### Work to complete
Recast all of the material below as a numbered list with one entry per line, skipping blank lines and omitting the pictures.

### Material to process
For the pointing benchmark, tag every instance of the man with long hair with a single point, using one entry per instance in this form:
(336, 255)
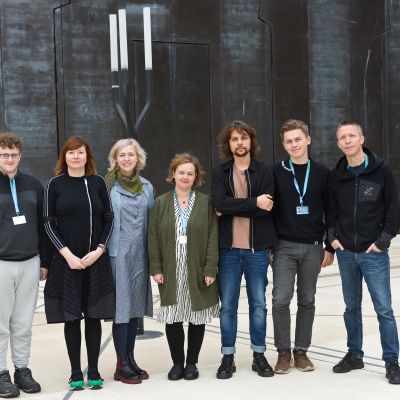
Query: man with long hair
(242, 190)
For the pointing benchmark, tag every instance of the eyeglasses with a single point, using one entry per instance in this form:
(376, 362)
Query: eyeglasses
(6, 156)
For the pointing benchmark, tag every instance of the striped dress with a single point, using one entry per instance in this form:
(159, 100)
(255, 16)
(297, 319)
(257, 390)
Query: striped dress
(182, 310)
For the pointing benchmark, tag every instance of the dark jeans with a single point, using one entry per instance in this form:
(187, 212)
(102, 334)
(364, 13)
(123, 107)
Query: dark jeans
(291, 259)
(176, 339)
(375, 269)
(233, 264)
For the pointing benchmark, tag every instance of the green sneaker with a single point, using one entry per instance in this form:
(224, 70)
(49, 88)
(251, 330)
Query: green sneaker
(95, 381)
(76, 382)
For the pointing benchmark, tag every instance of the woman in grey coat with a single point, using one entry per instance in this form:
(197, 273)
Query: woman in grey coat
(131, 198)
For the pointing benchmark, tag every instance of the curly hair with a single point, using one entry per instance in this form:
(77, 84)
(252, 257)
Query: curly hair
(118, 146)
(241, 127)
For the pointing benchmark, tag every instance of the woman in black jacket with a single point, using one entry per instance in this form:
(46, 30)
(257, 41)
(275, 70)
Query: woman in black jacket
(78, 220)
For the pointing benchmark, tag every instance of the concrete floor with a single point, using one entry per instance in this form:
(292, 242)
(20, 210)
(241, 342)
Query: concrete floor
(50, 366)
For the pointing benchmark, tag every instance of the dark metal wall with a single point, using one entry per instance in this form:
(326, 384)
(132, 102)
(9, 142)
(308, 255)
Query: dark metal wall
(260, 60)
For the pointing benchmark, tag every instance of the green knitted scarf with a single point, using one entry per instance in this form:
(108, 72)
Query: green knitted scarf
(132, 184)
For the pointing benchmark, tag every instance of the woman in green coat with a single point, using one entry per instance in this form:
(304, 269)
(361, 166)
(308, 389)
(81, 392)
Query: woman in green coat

### Solution to this exercise
1. For the pointing benchmark, tag every instance of the man with long hair with a single point, using one entry per instance in this form:
2. (336, 255)
3. Query: man with long hair
4. (242, 190)
5. For the pointing benchmark, tag every instance of the eyeglasses with a single point, using one entry per instance in this form:
6. (376, 362)
7. Query: eyeglasses
8. (6, 156)
9. For the pointing benchmark, tag every instance of the striped dress with a single point, using one entry per instance in this form:
10. (159, 100)
11. (255, 16)
12. (297, 319)
13. (257, 390)
14. Query: striped dress
15. (182, 310)
16. For the pointing benchmark, tag every instance of the dark jeans with a single point, using one entry per instance in this form:
17. (187, 212)
18. (102, 334)
19. (364, 13)
20. (123, 107)
21. Query: dark jeans
22. (291, 259)
23. (176, 339)
24. (375, 269)
25. (233, 264)
26. For the pointing benchmark, tag every instance of the green sneaker with a single point, using one entry per instance in this form:
27. (224, 70)
28. (49, 88)
29. (251, 330)
30. Query: green sneaker
31. (95, 381)
32. (76, 382)
33. For the pointing benchmark, tag every instance of the woman in grey coat with a single point, using one entry per instance in this form:
34. (197, 273)
35. Query: woman in grey coat
36. (131, 198)
37. For the pointing benchmark, tag every instance of the curly hair with a single point, using one entry per instance in this form:
38. (77, 84)
39. (252, 257)
40. Query: curly hair
41. (118, 146)
42. (241, 127)
43. For the pointing benchmark, tag every instance of the woman in black jacket with a single point, using one entry per instance in this form:
44. (46, 30)
45. (257, 41)
46. (275, 70)
47. Query: woman in black jacket
48. (78, 220)
49. For the pointing benchmark, tag every instance of the concrete floor with a single point, using one entry per instance in this form:
50. (292, 242)
51. (20, 210)
52. (241, 342)
53. Query: concrete floor
54. (50, 366)
55. For the pointing benchmark, tag every instance of the dark metal wall with a single point, using one entry per instance in this form:
56. (326, 384)
57. (132, 102)
58. (9, 142)
59. (308, 255)
60. Query: dark metal wall
61. (260, 60)
62. For the pointing benchmark, tag every instance of the green knitted scarf with a single point, using one entry per instance in this form:
63. (108, 72)
64. Query: green knitted scarf
65. (132, 184)
66. For the pointing benchmark, tag every instance of the woman in green coat with a single point, using one entry per instance in this form:
67. (304, 269)
68. (361, 166)
69. (308, 389)
70. (81, 392)
71. Query: woman in green coat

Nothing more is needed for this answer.